* [WHAT TO WORK ON]
Could you transfer only the part of the listing below that begins at the line containing "Locate the dense" and ends after the line containing "x=250, y=49", requests included, adding 142 to every number in the answer coordinates? Keep the requests and their format samples unchanged.

• • • • • • •

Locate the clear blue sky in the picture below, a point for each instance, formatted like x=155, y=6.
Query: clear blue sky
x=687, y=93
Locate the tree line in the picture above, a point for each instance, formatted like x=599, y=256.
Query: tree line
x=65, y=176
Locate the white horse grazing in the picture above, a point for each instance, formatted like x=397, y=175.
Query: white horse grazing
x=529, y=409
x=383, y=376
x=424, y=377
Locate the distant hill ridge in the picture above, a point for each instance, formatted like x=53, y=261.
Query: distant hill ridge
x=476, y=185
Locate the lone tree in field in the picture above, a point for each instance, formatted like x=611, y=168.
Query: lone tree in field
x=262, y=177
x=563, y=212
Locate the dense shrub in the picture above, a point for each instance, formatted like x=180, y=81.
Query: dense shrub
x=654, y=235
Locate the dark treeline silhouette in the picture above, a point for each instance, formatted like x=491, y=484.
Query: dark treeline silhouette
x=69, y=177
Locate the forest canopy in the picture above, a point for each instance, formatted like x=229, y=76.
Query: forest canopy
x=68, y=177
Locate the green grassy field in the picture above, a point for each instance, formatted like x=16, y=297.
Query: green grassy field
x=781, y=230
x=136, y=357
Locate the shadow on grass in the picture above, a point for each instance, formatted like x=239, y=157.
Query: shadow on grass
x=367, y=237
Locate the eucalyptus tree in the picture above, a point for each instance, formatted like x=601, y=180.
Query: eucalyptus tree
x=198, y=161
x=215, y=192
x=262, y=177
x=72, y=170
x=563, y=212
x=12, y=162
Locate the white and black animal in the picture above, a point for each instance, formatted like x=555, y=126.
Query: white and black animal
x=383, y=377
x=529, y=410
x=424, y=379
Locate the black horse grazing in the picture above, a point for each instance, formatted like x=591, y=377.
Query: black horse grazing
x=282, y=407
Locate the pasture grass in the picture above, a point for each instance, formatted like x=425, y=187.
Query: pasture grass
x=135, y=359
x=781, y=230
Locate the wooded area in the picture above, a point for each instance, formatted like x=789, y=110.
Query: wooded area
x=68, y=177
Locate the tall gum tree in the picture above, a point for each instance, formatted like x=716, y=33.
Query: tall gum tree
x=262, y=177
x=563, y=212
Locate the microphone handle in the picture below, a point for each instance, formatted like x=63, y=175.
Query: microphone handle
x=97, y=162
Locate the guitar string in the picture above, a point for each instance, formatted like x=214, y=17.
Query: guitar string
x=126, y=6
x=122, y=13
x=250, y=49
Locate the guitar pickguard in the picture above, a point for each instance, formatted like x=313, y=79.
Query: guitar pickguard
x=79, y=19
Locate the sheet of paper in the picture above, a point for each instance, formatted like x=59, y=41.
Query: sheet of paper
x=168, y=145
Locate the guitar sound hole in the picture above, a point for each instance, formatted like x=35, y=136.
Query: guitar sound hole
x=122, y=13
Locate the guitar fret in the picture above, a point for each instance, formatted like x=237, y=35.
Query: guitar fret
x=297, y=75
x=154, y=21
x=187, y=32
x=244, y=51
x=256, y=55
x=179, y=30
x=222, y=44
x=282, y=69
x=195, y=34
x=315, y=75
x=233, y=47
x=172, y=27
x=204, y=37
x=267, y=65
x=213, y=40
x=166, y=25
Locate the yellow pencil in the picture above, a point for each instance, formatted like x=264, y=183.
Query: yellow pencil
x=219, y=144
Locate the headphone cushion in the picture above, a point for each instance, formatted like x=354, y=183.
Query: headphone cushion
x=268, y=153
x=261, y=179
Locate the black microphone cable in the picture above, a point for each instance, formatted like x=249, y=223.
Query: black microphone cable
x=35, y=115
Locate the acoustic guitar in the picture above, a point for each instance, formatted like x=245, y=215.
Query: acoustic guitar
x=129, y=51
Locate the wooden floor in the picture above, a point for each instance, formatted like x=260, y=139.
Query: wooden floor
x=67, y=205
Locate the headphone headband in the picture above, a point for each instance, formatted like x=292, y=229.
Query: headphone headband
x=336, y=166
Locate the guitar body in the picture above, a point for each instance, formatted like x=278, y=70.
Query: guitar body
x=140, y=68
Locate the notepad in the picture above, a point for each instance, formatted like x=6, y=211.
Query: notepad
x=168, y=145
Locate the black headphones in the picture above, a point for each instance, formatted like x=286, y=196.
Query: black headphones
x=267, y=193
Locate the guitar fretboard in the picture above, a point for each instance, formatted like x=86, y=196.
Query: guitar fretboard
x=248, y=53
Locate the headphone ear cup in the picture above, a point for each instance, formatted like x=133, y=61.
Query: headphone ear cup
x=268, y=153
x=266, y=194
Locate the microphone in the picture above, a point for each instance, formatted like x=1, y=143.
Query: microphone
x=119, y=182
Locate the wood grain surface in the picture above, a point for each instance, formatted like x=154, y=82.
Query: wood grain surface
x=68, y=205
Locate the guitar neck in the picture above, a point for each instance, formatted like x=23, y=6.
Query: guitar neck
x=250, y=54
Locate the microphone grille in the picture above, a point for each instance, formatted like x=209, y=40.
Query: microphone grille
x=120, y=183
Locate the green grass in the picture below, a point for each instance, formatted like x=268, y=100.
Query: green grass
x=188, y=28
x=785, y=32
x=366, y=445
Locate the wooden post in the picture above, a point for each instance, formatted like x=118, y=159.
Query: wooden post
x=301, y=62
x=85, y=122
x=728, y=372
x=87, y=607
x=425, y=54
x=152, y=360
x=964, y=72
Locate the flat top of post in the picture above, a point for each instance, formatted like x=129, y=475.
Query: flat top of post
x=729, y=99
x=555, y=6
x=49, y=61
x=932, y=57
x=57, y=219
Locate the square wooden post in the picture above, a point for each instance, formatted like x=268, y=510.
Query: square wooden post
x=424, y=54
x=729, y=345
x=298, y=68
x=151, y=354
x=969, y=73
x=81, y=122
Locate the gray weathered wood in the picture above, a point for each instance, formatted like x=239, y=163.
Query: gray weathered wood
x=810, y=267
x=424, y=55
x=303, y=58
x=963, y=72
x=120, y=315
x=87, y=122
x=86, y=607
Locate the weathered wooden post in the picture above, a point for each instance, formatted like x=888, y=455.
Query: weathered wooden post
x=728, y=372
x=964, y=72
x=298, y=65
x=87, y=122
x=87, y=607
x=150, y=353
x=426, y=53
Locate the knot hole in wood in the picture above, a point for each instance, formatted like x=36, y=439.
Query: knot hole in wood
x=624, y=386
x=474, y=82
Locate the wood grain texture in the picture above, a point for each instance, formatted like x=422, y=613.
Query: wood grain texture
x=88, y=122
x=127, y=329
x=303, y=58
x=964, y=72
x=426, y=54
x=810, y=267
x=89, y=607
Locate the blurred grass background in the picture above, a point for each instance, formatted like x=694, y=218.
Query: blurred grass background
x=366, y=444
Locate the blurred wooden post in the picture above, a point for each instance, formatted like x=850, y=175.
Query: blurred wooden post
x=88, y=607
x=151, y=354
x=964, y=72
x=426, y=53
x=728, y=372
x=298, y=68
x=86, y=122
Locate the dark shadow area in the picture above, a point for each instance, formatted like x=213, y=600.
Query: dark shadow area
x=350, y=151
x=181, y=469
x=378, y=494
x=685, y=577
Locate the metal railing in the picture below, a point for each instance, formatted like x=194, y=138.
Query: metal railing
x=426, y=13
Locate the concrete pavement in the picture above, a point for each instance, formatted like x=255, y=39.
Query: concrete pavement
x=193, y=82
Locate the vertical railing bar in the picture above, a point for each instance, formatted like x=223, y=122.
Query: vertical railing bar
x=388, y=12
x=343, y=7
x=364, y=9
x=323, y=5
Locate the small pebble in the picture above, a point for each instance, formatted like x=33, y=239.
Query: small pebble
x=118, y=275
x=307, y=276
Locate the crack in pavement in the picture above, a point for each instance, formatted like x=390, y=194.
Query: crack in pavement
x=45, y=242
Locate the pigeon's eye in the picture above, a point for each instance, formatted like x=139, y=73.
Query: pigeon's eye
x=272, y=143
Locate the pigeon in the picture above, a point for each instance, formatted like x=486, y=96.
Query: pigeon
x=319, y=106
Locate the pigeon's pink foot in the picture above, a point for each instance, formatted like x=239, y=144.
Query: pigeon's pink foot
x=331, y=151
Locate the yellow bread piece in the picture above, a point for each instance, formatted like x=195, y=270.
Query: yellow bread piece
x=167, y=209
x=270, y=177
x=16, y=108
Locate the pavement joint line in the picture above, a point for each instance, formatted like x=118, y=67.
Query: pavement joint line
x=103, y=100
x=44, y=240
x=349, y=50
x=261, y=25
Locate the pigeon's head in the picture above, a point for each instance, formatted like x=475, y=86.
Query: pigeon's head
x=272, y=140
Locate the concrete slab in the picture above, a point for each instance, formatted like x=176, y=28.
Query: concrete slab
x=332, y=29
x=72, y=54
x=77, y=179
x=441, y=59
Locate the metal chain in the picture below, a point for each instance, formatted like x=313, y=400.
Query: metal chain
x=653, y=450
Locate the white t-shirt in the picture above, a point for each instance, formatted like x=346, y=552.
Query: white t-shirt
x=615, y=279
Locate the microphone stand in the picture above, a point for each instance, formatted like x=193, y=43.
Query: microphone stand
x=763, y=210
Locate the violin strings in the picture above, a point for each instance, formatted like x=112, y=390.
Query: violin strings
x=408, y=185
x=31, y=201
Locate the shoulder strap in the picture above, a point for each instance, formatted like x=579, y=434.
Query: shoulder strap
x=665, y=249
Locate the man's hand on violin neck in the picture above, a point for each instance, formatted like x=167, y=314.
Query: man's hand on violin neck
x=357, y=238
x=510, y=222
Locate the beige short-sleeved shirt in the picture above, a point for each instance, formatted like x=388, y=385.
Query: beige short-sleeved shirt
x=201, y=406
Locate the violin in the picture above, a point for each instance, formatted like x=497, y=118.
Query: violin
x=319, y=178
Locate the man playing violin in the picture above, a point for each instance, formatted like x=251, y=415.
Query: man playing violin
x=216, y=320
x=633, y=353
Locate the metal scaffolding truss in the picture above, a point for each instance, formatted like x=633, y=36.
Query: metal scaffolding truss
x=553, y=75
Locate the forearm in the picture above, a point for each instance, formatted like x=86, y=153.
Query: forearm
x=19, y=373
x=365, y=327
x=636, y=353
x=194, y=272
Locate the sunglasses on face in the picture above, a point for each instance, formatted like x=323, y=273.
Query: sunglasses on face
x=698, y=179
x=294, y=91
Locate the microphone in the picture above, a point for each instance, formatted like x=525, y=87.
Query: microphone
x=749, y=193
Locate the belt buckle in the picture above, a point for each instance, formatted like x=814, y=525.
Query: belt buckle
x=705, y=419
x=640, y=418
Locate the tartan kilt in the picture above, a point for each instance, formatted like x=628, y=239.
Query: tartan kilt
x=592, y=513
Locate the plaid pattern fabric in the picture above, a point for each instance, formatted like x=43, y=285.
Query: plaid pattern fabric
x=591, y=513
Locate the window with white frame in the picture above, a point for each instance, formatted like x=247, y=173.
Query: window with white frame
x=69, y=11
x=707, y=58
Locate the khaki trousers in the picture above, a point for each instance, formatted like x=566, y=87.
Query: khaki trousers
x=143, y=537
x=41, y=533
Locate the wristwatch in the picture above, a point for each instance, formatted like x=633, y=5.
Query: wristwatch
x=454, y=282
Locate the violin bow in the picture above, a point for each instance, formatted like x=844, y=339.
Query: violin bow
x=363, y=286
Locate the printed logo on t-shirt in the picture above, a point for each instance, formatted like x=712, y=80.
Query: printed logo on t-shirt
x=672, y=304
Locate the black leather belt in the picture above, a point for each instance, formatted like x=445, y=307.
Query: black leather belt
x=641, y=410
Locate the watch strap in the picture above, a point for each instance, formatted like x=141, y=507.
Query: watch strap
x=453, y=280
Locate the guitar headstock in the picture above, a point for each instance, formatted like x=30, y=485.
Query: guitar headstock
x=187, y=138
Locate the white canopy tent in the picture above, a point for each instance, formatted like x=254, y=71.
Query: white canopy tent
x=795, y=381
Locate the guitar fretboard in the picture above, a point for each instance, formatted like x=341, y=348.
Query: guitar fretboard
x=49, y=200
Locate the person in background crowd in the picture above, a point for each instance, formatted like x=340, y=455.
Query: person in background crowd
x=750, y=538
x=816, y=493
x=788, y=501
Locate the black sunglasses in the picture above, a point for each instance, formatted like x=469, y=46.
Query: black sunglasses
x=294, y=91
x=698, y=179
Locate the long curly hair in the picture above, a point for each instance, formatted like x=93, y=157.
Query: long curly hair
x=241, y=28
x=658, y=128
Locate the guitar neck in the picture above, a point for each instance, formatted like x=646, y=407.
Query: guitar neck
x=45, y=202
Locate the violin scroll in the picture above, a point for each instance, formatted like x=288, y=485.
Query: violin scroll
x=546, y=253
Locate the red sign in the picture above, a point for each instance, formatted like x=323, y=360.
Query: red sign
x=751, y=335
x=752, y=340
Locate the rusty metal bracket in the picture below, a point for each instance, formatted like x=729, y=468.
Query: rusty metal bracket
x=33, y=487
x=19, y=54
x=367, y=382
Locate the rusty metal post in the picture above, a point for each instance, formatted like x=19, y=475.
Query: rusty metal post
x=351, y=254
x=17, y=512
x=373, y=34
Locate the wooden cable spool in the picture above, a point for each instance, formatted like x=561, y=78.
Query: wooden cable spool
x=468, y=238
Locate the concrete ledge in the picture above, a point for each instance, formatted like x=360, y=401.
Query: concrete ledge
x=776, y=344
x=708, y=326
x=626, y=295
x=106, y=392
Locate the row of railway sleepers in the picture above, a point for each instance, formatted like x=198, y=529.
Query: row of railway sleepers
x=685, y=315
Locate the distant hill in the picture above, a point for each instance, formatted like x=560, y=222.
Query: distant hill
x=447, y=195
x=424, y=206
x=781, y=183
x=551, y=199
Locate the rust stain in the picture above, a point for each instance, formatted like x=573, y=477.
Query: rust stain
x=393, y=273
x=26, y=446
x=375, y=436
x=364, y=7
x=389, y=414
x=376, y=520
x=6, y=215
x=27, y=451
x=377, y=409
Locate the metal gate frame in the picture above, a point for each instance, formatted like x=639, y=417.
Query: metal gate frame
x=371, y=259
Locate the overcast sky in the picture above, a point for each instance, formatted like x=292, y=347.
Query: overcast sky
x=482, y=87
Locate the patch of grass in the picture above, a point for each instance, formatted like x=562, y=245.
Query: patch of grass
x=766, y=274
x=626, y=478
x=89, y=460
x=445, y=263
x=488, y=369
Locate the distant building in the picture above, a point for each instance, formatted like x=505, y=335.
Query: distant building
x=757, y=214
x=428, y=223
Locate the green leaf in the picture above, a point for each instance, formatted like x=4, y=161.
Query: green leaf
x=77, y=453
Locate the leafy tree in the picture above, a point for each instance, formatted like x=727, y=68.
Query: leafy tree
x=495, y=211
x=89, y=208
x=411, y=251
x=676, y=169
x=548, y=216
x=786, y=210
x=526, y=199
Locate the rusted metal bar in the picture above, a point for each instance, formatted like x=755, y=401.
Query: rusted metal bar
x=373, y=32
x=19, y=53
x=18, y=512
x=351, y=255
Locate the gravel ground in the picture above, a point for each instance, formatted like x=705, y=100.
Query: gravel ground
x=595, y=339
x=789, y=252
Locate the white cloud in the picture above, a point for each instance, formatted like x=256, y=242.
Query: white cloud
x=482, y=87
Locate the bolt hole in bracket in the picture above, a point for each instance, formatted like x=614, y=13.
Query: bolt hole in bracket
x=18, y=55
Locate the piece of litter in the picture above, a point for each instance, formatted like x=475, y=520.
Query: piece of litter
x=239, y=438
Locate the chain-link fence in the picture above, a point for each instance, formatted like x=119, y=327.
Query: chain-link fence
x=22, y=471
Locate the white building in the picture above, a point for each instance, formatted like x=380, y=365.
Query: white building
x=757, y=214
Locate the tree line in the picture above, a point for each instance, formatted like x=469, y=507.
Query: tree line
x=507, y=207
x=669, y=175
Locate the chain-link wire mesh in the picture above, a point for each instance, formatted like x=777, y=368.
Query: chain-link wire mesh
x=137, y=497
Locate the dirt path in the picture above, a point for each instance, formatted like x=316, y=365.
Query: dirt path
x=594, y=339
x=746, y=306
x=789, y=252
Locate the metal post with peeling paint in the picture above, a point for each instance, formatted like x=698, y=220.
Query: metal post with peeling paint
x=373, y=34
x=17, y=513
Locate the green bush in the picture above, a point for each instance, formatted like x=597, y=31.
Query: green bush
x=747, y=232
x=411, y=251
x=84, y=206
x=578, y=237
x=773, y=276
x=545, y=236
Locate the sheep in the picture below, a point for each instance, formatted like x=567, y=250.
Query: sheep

• • • • • • •

* [ANSWER TO THE EXERCISE]
Locate the dense shrub in the picture above, a point for each instance, formatted like x=180, y=81.
Query: dense shrub
x=796, y=377
Locate the dark treeline silhouette in the picture above, a point for each instance, formatted like x=491, y=484.
Query: dark treeline silhouette
x=211, y=319
Locate the forest canopy in the picture above, a point for each instance, formatted like x=229, y=76.
Query: forest canopy
x=210, y=319
Locate the green grassy field in the picture above, a point for each instance, formatted like x=16, y=297.
Query: green grassy field
x=923, y=372
x=278, y=499
Locate the shadow on grass in the picture above, a point for each instance, formatted like x=239, y=157.
Query: shadow on grass
x=509, y=379
Locate the eucalyptus tree in the picture above, a point for each instance, formatted like x=601, y=180.
Query: eucalyptus tree
x=340, y=303
x=357, y=334
x=404, y=319
x=214, y=312
x=705, y=354
x=154, y=304
Locate the white and black animal in the picture above, a point for each instance, formatted like x=555, y=126.
Query: white and black animal
x=525, y=519
x=671, y=552
x=566, y=521
Locate the black horse grazing in the picture above, a point for each instance, formatted like x=591, y=377.
Query: black horse grazing
x=424, y=549
Locate the pasture grass in the picture above, a point for each instance, formatted like x=425, y=187.
Query: pasture grass
x=277, y=501
x=923, y=372
Locate the wooded area in the picture above, a point for each instance, formatted like x=789, y=110.
Query: wooded area
x=210, y=319
Locate the tall gum tree in the picture above, a point for each instance, formatted like x=716, y=33.
Query: tall gum tree
x=404, y=319
x=705, y=354
Locate the microphone handle in the picture below, a point for each instance, formatted like x=63, y=175.
Query: microphone handle
x=239, y=304
Locate the guitar string in the picture above, a point for each instance, formatted like x=214, y=17.
Query: guitar string
x=268, y=148
x=264, y=155
x=392, y=191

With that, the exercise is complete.